(What is required) Filter the records, keeping every line that contains the string "snow" and dropping the rest. Matching is case-sensitive.

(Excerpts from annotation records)
[Start]

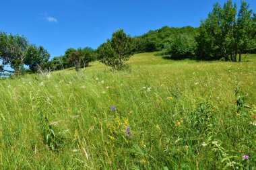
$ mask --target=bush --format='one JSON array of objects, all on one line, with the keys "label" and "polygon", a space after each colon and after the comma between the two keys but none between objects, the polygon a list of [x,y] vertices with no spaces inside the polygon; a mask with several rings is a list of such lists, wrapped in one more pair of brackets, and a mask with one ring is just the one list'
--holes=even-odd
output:
[{"label": "bush", "polygon": [[193,35],[187,34],[174,34],[164,45],[164,54],[170,54],[172,58],[182,59],[193,58],[195,55],[197,42]]}]

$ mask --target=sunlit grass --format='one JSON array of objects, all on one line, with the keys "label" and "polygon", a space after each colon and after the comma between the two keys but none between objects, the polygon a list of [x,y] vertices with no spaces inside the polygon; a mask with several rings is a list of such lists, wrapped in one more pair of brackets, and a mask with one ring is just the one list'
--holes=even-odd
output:
[{"label": "sunlit grass", "polygon": [[[78,73],[1,81],[0,168],[255,168],[256,56],[229,62],[156,54],[135,54],[126,71],[96,61]],[[236,88],[250,108],[237,111]],[[63,140],[55,150],[41,113]]]}]

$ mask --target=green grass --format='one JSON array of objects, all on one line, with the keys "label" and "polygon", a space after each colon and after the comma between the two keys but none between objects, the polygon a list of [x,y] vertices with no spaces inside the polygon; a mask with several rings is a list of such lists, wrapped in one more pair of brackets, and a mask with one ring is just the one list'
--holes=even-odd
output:
[{"label": "green grass", "polygon": [[0,169],[256,168],[256,56],[156,54],[132,56],[127,71],[94,62],[78,73],[0,80]]}]

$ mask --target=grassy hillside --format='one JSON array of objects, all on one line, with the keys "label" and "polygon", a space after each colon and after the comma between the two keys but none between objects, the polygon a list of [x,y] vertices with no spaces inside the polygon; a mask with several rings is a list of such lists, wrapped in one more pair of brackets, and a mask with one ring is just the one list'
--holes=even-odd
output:
[{"label": "grassy hillside", "polygon": [[256,168],[256,56],[155,54],[0,81],[0,169]]}]

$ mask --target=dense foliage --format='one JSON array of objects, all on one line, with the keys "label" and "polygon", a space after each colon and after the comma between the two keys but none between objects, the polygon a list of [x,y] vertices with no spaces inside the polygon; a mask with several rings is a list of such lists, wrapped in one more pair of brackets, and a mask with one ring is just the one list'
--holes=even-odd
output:
[{"label": "dense foliage", "polygon": [[197,50],[197,42],[194,36],[188,34],[176,34],[169,38],[162,50],[164,54],[170,54],[173,59],[193,58]]},{"label": "dense foliage", "polygon": [[220,59],[236,61],[236,56],[256,48],[255,25],[253,11],[245,1],[241,9],[231,0],[223,7],[218,3],[203,21],[199,28],[197,57],[200,59]]},{"label": "dense foliage", "polygon": [[153,52],[162,50],[170,37],[177,34],[195,34],[195,28],[191,26],[183,28],[170,28],[164,26],[155,31],[150,30],[148,33],[136,36],[134,38],[137,44],[137,52]]},{"label": "dense foliage", "polygon": [[102,63],[119,70],[125,67],[135,48],[133,39],[123,30],[119,30],[113,34],[111,40],[99,46],[98,53]]},{"label": "dense foliage", "polygon": [[30,44],[26,37],[0,32],[0,72],[13,72],[4,69],[5,66],[10,65],[16,75],[22,75],[26,70],[24,65],[27,65],[36,73],[38,67],[48,62],[49,57],[46,49]]},{"label": "dense foliage", "polygon": [[79,67],[86,67],[91,61],[96,60],[96,53],[90,47],[78,49],[68,48],[64,55],[55,56],[47,63],[47,68],[57,71],[75,67],[78,71]]}]

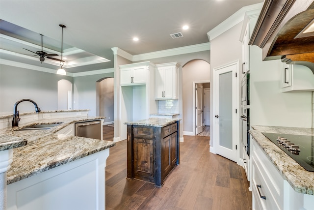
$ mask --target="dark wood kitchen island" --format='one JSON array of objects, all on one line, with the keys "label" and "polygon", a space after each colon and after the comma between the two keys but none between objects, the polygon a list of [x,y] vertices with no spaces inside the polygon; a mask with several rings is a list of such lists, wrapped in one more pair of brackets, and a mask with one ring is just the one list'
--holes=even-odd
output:
[{"label": "dark wood kitchen island", "polygon": [[127,175],[161,187],[180,164],[179,119],[150,118],[128,125]]}]

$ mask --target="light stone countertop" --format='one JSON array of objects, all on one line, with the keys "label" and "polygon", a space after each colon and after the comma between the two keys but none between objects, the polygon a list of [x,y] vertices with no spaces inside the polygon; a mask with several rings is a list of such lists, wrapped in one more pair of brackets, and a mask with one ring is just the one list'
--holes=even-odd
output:
[{"label": "light stone countertop", "polygon": [[20,128],[7,128],[0,130],[0,148],[14,145],[16,139],[23,139],[27,145],[13,149],[13,161],[7,172],[7,184],[77,160],[115,145],[113,142],[68,136],[57,132],[71,123],[102,119],[102,117],[67,118],[39,120],[34,124],[63,122],[47,130],[18,130]]},{"label": "light stone countertop", "polygon": [[[41,110],[40,112],[36,112],[35,111],[27,112],[22,112],[19,113],[20,116],[23,115],[30,115],[31,114],[40,114],[40,113],[55,113],[57,112],[87,112],[89,111],[89,109],[70,109],[70,110]],[[0,119],[6,118],[13,117],[13,114],[10,113],[0,113]]]},{"label": "light stone countertop", "polygon": [[312,128],[252,125],[250,133],[292,188],[314,194],[314,172],[308,171],[264,136],[262,132],[313,135]]},{"label": "light stone countertop", "polygon": [[179,113],[154,113],[151,114],[150,115],[160,115],[165,116],[174,116],[175,115],[179,115]]},{"label": "light stone countertop", "polygon": [[168,119],[152,118],[148,119],[142,120],[134,122],[127,122],[124,124],[131,125],[151,126],[153,127],[164,127],[172,124],[177,121],[181,120],[179,119]]}]

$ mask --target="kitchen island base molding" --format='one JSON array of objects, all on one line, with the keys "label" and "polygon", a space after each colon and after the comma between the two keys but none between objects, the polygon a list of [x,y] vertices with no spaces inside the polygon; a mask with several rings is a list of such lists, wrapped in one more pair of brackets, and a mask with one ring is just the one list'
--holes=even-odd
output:
[{"label": "kitchen island base molding", "polygon": [[109,149],[7,185],[7,210],[104,210]]}]

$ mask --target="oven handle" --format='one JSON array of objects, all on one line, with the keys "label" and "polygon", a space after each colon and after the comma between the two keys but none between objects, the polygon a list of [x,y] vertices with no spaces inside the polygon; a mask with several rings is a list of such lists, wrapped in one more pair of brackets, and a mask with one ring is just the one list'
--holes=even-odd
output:
[{"label": "oven handle", "polygon": [[247,118],[244,115],[241,115],[241,117],[240,117],[240,119],[243,121],[247,121]]}]

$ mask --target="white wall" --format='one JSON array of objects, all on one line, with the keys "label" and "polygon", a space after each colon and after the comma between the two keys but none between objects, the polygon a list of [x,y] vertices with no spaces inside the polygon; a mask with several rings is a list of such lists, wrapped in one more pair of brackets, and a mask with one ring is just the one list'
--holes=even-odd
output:
[{"label": "white wall", "polygon": [[[242,22],[210,40],[210,87],[215,86],[213,78],[214,68],[238,60],[239,60],[239,63],[242,63],[242,44],[239,41],[241,29]],[[210,88],[211,111],[213,110],[214,102],[212,99],[213,91],[213,89]],[[215,113],[211,113],[211,122],[213,122],[212,116],[214,115]],[[210,126],[210,139],[213,139],[212,126]],[[213,146],[213,142],[210,141],[211,147]]]},{"label": "white wall", "polygon": [[[71,77],[0,65],[0,113],[13,114],[14,104],[25,98],[34,101],[43,111],[57,110],[57,83],[63,79],[73,83]],[[20,103],[18,109],[35,111],[28,102]]]},{"label": "white wall", "polygon": [[312,127],[312,92],[282,92],[281,61],[262,61],[256,46],[250,54],[250,124]]},{"label": "white wall", "polygon": [[102,78],[113,77],[113,73],[107,73],[74,77],[73,109],[90,109],[88,115],[96,116],[99,106],[97,102],[96,82]]}]

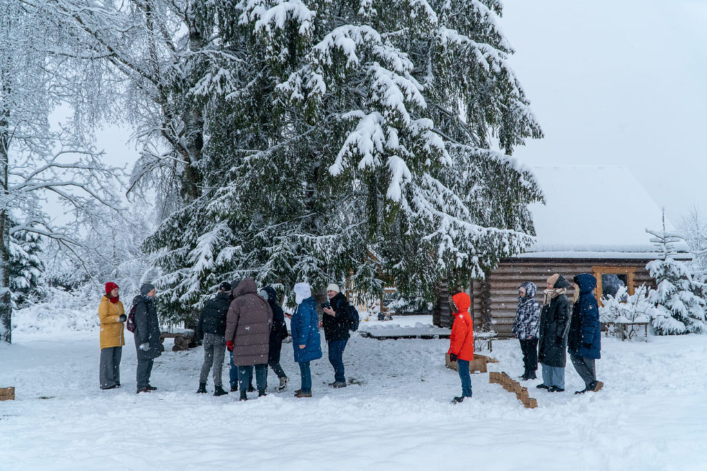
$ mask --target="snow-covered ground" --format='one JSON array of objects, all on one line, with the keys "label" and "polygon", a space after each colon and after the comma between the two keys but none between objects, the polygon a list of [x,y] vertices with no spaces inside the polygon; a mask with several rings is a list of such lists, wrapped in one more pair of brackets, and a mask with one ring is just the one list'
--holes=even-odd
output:
[{"label": "snow-covered ground", "polygon": [[[707,458],[706,336],[602,338],[604,389],[573,395],[583,385],[568,365],[565,393],[527,382],[535,410],[481,374],[472,376],[473,399],[450,404],[461,391],[444,367],[448,340],[356,335],[344,353],[356,384],[327,387],[333,373],[325,357],[312,364],[314,398],[297,400],[298,369],[285,344],[288,390],[240,403],[195,394],[201,350],[173,352],[169,344],[152,374],[159,390],[136,395],[129,338],[123,388],[101,391],[98,332],[83,320],[94,313],[58,313],[54,321],[36,311],[16,315],[15,343],[0,346],[0,387],[14,386],[17,395],[0,402],[3,470],[697,470]],[[431,319],[385,323],[417,323]],[[516,341],[494,342],[491,354],[500,360],[494,371],[522,371]]]}]

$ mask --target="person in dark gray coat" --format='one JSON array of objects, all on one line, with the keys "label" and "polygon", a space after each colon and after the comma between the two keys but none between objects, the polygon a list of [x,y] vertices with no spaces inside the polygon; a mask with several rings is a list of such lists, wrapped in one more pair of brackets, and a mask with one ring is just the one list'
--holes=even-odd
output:
[{"label": "person in dark gray coat", "polygon": [[247,376],[255,366],[258,396],[265,395],[272,309],[257,294],[255,280],[245,278],[233,291],[233,301],[226,317],[226,347],[238,366],[240,400],[247,399]]},{"label": "person in dark gray coat", "polygon": [[150,374],[155,359],[160,352],[160,322],[154,303],[155,287],[144,283],[140,287],[140,294],[133,299],[135,306],[135,350],[137,351],[138,393],[148,393],[157,389],[150,386]]},{"label": "person in dark gray coat", "polygon": [[216,297],[206,302],[199,316],[197,338],[204,340],[204,364],[199,377],[197,393],[206,392],[209,370],[214,367],[214,395],[228,394],[223,390],[221,371],[226,356],[226,316],[230,305],[230,283],[224,281]]},{"label": "person in dark gray coat", "polygon": [[547,279],[545,302],[540,312],[538,359],[542,364],[542,383],[538,388],[553,393],[565,390],[567,335],[570,330],[570,283],[555,273]]}]

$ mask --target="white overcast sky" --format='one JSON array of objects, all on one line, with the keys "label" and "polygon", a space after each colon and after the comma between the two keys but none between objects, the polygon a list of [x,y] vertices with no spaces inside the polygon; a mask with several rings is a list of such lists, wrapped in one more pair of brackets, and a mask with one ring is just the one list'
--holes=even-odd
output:
[{"label": "white overcast sky", "polygon": [[704,214],[707,0],[503,6],[510,62],[545,134],[514,155],[624,165],[674,222],[692,206]]},{"label": "white overcast sky", "polygon": [[[510,61],[545,134],[515,157],[624,165],[674,222],[692,206],[707,213],[707,0],[503,5]],[[129,134],[100,133],[113,165],[136,158]]]}]

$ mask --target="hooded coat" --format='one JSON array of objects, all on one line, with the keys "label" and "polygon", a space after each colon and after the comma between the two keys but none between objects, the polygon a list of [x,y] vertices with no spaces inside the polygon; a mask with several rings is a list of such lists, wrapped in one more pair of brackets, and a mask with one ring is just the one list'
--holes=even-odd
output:
[{"label": "hooded coat", "polygon": [[216,297],[206,302],[197,324],[197,338],[201,340],[204,333],[214,335],[226,334],[226,316],[230,302],[230,292],[219,292]]},{"label": "hooded coat", "polygon": [[[568,288],[569,282],[561,275],[554,288]],[[558,294],[542,306],[540,312],[538,359],[548,366],[564,368],[567,364],[567,335],[570,330],[570,302]]]},{"label": "hooded coat", "polygon": [[336,315],[329,316],[325,313],[322,316],[324,336],[327,342],[345,340],[351,336],[349,333],[349,320],[351,317],[349,301],[346,296],[339,292],[329,300],[329,304]]},{"label": "hooded coat", "polygon": [[237,366],[267,364],[272,309],[256,292],[255,281],[245,278],[232,293],[225,337],[226,342],[233,342]]},{"label": "hooded coat", "polygon": [[[325,314],[326,316],[327,314]],[[317,318],[317,302],[310,296],[297,305],[290,322],[295,361],[304,363],[322,357],[322,342]],[[304,345],[304,348],[300,348]]]},{"label": "hooded coat", "polygon": [[268,363],[279,363],[280,352],[282,350],[282,340],[287,337],[287,326],[285,324],[285,313],[276,302],[277,293],[275,288],[266,286],[263,288],[267,293],[267,304],[272,309],[272,327],[270,328],[269,351]]},{"label": "hooded coat", "polygon": [[457,312],[454,315],[448,353],[470,362],[474,359],[474,321],[469,314],[472,300],[467,293],[457,293],[452,297],[452,301],[457,306]]},{"label": "hooded coat", "polygon": [[[160,321],[157,318],[155,302],[148,296],[138,294],[133,299],[133,305],[135,306],[135,332],[133,335],[135,336],[138,359],[157,358],[162,354],[160,351],[162,342],[160,339]],[[150,344],[150,348],[146,352],[140,350],[140,345],[144,343]]]},{"label": "hooded coat", "polygon": [[572,308],[570,334],[567,346],[570,354],[585,358],[601,358],[601,323],[599,306],[592,292],[597,287],[597,279],[589,273],[574,278],[579,285],[579,298]]},{"label": "hooded coat", "polygon": [[120,321],[120,314],[124,314],[123,303],[110,302],[107,296],[100,298],[98,318],[100,320],[100,348],[122,347],[125,345],[124,323]]},{"label": "hooded coat", "polygon": [[523,282],[520,287],[525,288],[525,296],[518,297],[513,333],[519,340],[537,338],[540,327],[540,305],[535,300],[537,287],[532,281]]}]

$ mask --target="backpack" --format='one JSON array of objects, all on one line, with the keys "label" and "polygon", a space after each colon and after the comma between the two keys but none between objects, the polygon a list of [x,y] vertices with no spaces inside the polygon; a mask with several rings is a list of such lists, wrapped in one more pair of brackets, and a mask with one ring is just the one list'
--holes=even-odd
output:
[{"label": "backpack", "polygon": [[137,304],[133,304],[133,306],[130,308],[130,312],[128,313],[128,320],[125,323],[125,328],[128,330],[129,332],[135,332],[135,306]]},{"label": "backpack", "polygon": [[355,331],[358,330],[358,323],[361,318],[358,317],[358,311],[356,310],[352,304],[349,304],[349,330]]}]

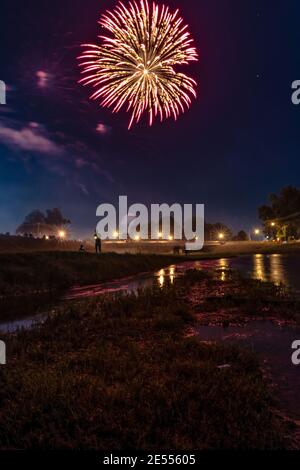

[End]

(Result of this exercise)
$ mask --target="snow-covered ground" --format='one JSON array of objects, all on one line, with the keys "label" and "polygon", a space after each colon and after the comma between the two keys but none between objects, the polygon a list of [x,y] vertices with no spaces inside the polygon; a mask with several rings is a list of such lists, wrapped in one more pair of brackets, and a mask with one ring is just the one list'
[{"label": "snow-covered ground", "polygon": [[[707,458],[706,336],[602,338],[604,389],[573,395],[583,385],[568,365],[565,393],[527,382],[535,410],[481,374],[472,376],[473,399],[450,404],[461,391],[444,367],[448,340],[356,335],[344,353],[356,384],[327,387],[333,373],[325,357],[312,364],[314,398],[297,400],[298,369],[285,344],[288,390],[240,403],[195,394],[201,350],[173,352],[169,344],[152,374],[159,390],[136,395],[129,338],[123,388],[101,391],[98,332],[83,320],[94,313],[58,313],[54,321],[36,311],[16,315],[15,343],[0,346],[0,387],[14,386],[17,395],[0,402],[3,470],[697,470]],[[431,319],[385,323],[417,323]],[[516,341],[494,342],[491,354],[500,360],[494,371],[522,371]]]}]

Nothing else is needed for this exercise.